Document passage:
***

Active Phase Change Material Cold Storage in Off-Grid Telecommunication Base Stations: Potential Assessment of Primary Energy Savings

[+] Author and Article Information
Alexander Studniorz

Department of Energy Engineering
and Environmental Protection,
Institute for Energy Engineering,
Technische Universität Berlin,
Berlin 10587, Germany
e-mail: alex.studniorz@tu-berlin.de

Daniel Wolf

Department of Energy Engineering
and Environmental Protection,
Institute for Energy Engineering,
Technische Universität Berlin,
Berlin 10587, Germany;
HPS Home Power Solutions GmbH,
Berlin 12489, Germany
e-mail: daniel.wolf@homepowersolutions.com

Andreas Christidis

Department of Energy Engineering
and Environmental Protection,
Institute for Energy Engineering,
Technische Universität Berlin,
Berlin 10587, Germany
e-mail: christidis@iet.tu-berlin.de

George Tsatsaronis

Department of Energy Engineering
and Environmental Protection,
Institute for Energy Engineering,
Technische Universität Berlin,
Berlin 10587, Germany
e-mail: tsatsaronis@iet.tu-berlin.de

Contributed by the Advanced Energy Systems Division of ASME for publication in the JOURNAL OF ENERGY RESOURCES TECHNOLOGY. Manuscript received January 27, 2017; final manuscript received May 25, 2018; published online July 23, 2018. Assoc. Editor: Tatiana Morosuk.

***

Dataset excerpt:
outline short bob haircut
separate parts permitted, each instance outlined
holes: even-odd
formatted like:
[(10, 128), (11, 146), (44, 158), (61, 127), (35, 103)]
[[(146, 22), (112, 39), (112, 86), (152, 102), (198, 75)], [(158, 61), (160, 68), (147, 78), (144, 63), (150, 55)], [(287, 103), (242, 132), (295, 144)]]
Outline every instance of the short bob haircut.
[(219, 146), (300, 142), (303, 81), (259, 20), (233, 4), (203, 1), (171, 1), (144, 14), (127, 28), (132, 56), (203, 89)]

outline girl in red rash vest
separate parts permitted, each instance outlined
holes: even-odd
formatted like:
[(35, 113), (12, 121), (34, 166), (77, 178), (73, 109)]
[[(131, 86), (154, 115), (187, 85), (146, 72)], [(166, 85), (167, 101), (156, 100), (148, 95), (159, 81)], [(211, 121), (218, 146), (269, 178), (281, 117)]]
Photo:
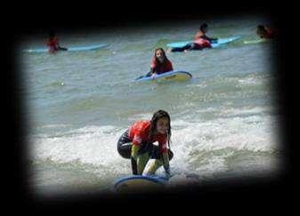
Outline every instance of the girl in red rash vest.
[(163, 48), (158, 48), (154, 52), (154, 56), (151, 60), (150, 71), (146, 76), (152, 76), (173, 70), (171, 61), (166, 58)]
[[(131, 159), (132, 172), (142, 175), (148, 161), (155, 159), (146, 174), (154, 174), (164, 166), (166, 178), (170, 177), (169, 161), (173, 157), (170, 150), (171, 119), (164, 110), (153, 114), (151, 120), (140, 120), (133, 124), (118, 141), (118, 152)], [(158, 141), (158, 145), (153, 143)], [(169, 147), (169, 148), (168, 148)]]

***

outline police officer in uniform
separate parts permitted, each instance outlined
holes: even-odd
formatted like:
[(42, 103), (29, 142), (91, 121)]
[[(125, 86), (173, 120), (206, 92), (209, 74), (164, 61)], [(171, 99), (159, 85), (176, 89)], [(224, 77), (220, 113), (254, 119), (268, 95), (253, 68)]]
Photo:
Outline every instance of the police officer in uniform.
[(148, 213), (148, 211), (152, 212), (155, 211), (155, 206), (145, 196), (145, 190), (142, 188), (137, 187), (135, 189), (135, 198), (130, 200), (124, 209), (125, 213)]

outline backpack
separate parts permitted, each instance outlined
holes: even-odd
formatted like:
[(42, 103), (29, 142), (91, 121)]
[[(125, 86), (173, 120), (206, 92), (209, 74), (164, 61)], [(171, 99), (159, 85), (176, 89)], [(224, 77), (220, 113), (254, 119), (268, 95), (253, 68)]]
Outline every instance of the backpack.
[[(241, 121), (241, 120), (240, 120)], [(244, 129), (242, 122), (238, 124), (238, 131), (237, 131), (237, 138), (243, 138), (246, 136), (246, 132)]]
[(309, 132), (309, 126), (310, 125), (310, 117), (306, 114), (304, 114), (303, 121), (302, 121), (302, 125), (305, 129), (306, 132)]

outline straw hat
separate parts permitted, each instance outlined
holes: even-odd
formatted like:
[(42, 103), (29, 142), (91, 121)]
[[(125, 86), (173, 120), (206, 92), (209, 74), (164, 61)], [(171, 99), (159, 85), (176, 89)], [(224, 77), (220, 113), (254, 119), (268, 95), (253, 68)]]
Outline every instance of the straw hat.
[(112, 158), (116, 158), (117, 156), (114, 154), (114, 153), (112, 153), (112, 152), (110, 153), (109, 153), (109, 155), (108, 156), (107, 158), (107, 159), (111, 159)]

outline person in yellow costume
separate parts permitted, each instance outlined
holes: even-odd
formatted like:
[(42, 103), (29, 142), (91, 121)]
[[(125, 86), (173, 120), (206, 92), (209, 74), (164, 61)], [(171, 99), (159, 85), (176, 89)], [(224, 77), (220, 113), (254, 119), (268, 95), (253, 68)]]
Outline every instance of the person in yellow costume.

***

What is needed:
In the article header, what date is given for online publication?

Full response:
July 23, 2018.